**Written task:**
Every record here should be printed again exactly.
_____
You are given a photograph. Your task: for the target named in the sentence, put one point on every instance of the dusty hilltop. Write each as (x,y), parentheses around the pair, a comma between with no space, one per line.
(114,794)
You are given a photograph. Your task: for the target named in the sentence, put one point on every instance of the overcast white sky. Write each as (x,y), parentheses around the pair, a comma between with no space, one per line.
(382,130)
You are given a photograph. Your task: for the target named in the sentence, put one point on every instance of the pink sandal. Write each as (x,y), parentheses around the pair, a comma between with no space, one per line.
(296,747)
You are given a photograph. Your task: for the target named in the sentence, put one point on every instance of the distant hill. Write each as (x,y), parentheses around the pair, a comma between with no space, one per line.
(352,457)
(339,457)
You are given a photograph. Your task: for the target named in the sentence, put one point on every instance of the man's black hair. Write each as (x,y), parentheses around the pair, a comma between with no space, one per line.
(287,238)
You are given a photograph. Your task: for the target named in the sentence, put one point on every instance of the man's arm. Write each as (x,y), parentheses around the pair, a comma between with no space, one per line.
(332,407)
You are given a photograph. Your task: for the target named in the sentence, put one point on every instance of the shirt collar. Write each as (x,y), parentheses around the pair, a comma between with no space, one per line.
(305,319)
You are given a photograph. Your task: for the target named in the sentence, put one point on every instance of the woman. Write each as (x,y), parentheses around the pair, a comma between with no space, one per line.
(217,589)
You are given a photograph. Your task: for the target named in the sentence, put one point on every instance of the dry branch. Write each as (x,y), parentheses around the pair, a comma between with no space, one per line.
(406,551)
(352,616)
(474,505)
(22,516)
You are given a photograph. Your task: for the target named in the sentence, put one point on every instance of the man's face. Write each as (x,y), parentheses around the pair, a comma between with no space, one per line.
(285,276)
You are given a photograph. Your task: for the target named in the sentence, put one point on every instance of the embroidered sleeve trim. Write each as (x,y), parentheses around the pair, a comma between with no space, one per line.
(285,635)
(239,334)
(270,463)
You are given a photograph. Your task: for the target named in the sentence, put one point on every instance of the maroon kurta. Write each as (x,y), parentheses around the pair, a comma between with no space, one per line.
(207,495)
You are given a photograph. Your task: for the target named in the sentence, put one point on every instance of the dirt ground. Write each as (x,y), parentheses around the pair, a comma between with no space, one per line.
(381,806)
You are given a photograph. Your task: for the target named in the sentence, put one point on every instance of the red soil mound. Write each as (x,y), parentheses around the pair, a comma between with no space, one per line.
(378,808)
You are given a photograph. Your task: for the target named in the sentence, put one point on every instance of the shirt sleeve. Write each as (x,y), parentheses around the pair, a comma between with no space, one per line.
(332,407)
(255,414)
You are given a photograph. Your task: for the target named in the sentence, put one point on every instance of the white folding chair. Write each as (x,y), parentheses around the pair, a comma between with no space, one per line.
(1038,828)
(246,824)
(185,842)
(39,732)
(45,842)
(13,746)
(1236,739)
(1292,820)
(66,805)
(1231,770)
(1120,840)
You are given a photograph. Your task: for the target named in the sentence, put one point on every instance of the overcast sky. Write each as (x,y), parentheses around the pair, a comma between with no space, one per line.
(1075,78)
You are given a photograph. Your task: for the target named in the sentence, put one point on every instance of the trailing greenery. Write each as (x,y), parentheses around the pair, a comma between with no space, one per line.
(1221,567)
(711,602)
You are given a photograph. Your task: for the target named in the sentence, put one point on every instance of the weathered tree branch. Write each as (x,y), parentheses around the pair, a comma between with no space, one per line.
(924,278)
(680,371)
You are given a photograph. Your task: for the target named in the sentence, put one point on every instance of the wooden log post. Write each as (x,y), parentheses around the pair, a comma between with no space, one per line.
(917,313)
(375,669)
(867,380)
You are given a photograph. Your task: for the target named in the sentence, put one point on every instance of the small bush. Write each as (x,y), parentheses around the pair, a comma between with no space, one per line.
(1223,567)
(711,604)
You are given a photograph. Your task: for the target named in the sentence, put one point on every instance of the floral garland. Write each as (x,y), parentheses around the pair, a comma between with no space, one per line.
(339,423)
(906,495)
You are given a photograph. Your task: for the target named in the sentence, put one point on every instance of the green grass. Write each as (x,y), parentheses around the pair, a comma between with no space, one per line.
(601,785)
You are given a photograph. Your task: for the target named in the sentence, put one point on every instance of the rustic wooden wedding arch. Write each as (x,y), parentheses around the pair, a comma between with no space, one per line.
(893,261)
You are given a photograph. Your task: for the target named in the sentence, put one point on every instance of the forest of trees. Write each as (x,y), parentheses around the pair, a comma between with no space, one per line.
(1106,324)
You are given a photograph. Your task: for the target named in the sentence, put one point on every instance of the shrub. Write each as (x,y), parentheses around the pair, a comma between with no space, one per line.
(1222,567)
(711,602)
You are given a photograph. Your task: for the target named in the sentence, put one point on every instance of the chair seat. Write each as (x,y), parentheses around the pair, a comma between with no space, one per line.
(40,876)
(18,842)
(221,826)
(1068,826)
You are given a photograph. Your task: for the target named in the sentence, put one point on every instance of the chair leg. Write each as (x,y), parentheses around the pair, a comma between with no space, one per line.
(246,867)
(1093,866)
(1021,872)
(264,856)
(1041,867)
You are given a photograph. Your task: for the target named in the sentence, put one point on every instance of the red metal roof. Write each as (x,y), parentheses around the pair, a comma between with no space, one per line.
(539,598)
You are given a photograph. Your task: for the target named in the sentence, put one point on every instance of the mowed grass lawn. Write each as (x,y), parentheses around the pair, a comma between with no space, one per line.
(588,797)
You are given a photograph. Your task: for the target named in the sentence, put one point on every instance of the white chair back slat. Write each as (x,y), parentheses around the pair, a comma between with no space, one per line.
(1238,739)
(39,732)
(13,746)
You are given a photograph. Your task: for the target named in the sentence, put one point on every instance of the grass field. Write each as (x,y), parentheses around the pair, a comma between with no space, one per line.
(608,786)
_____
**Full solution:**
You are given a photograph. Your task: for the target named in the sentence, put one point on every instance of the dusty hilltop. Write each as (x,y), parentheses around the pair, a comma between with no space, one per line.
(114,794)
You are given a photograph. Your task: for the target named in the sentence, put one point on every instance of the overcast white sky. Write each as (x,y), parentheses around the pair, a comma between with no space, one per line.
(382,130)
You are given a photograph. Your task: for the target named in the sentence, put one point on every instance of the pink sandal. Write each as (x,y), parentheses around the pair, a comma between with no space, one per line.
(296,747)
You are given a photograph. Your task: for the target named in the sentence, put one point on every instance of the distant hill. Write each as (x,y), parentheses around the pair, a comma between with no space, one per line.
(352,457)
(339,457)
You are given a photograph. Your task: for the target named in the sentence, put one point on every instance of the man's black hair. Write each as (x,y), parentheses around the pair, a comma between with no space, one per line.
(287,238)
You are given a photograph. Your task: for the target named in the sentence, put one point on every instance of the man's arm. Write each as (x,y), parentheses around the pair, a comma between with no space, one per line.
(332,407)
You are given a photograph. Your task: for the target named in the sentence, put one point on every instance of the shirt collar. Write each as (x,y), parentheses around the pair, a comma between with no space, one per line.
(305,319)
You are given a photograph. Your task: for the target named in the sentence, put one point on every instance of the woman. Write each as (x,y), parentheses around the pair, a comma between with no space, one per line.
(217,589)
You are given a photograph. Your task: for the target named in the sentence, put one point on every instance of the dry branch. Write each as (x,y), parentheses around the pair, a comma between with no space, one per line.
(406,551)
(352,616)
(474,505)
(22,516)
You are given a photograph. Your task: for the target named in the sentence, put one point on every instance of the man's face. Write each as (x,y), parentheses around the pair, a comma between with no space, one per line.
(285,276)
You are given a photograph. Your task: for the target named in the sentence, put one point on every instance of the embroidered sleeve trim. Write each as (x,y), parentheses around the pair, a comma between with no space, one per line.
(285,635)
(239,334)
(270,463)
You are given a photograph. Your task: for the target named in the sentence, put one point on every instance of the maroon kurta. Write each as (x,y), parentheses around the pair, a comma between with no space, one per line.
(207,495)
You are given a photograph. Your task: for the target named in the sentence, put one point on every instance of the dirt ground. Write each as (x,y), parentheses around the pair, a comma between with no space, one per line.
(381,806)
You are given a photograph. Your task: for the target named in the sentence, put one point on every instance of the red soil mound. Write each as (x,y), parentheses around the pair, a comma between with no space, one per line.
(378,808)
You are given a photograph. Your task: for the target named in the sentence, put one point on every instance of the shirt sleeve. Write each as (x,y), parentheses around the pair, a comma between with no space, one per line.
(332,407)
(255,414)
You are given a photograph. Your task: for the target named in the sentence, put one point on every instance of the white folding chair. Write each as (x,y), parentheses around the pair, a comma between with no space, one per line.
(1038,828)
(246,824)
(185,842)
(39,732)
(45,842)
(13,746)
(1236,739)
(1292,820)
(66,805)
(1231,770)
(1120,840)
You are given a photograph. Your task: for the target named in the sentence, put one point on every instance of the overcast sky. Write each as (x,y), parentheses around the pair, a comma between with no space, one per line.
(1075,78)
You are given a photograph. Your task: for the target named in the sentence, put one point on every instance of the trailing greenery. Write each as (x,y), parentheses around the pair, a comma between with no space, one per line.
(1221,567)
(711,602)
You are given a photograph. Your task: for the target named in the sentence, put one point on every instance of the weathered tree branch. Write each as (x,y), parentheses around the pair, a comma between with no space, one per line.
(924,278)
(680,371)
You are given a photograph. Your task: for the target named in the sentence, put one point on every instance of the wooden log post. Write each as (x,y), parentheses around the pair, a comma between with no space, one per line.
(917,313)
(375,669)
(867,380)
You are given a photograph. Your task: for the target named in the sentence, put one point on every instance of the small bush. Write each as (x,y), parentheses around the pair, a comma between with no space, one per line.
(1223,567)
(711,604)
You are given a photograph. Your task: for the target named in the sentence, put one point on every instance of the floral garland. Write each as (x,y), parentheses around the pair, a comma between with no space, one per line.
(339,423)
(906,495)
You are given a photograph. Your task: for the target named in the sentence, put one point on every instance of the green grass. Write each as (x,y), parentheses around the pair, a comma between with no space, one per line.
(601,785)
You are given a photograph. Your task: for the target named in the sentence, put one point on every instance of the rustic wooden wedding arch. Write each as (x,y), parentheses around the pair, a comma between with no space, one per line.
(893,261)
You are given a photograph. Your task: for the target named in the sentence, put one point on every instance of the forest of trees. Write each as (x,y), parentheses around the pair, a comma between with no space, one per line.
(1106,324)
You are given a photograph. Your task: for the target named in the sentence, put one point on every instance of the shrub. Write each as (x,y), parentheses around the pair, a comma between with no space, one per line.
(1222,567)
(711,602)
You are given a photograph. Your task: for the target named in the sentence, put one point on every instance of the chair seat. Write each as (x,y), parentheses around the pair, a comma between with no space, one per line.
(40,876)
(18,842)
(221,826)
(1068,826)
You are given a photograph. Your task: for the target named in the sentence, put one point on every instance of the chair leg. Write each as (x,y), parentheses around the pair, a comma between with no space, one per line.
(246,867)
(1093,866)
(1021,872)
(264,856)
(1041,867)
You are given a photograph. Your task: for the target named in the sentence, put one point on every instance of the red metal roof. Write each as (x,y), parentheses around the pair, a comma between with no space, one per line.
(539,598)
You are given a photograph. Your task: for the target named in the sentence, put one point on every instance of the mowed grass lawn. Write each as (x,y), parentheses around the pair, a comma between with no space, one per line.
(588,797)
You are given a photograph. Your task: for the target named in the sentence, put one point on every instance of the white chair back slat. Write each as (x,y), parentheses around the pair, a comma between with no space, one per line.
(1238,739)
(39,732)
(13,746)
You are given a photograph. Your task: for the target named in the sentence, put one point on every instance of the grass field. Write each as (x,y), parentheses around the pair, a comma between with no space, one per line.
(608,786)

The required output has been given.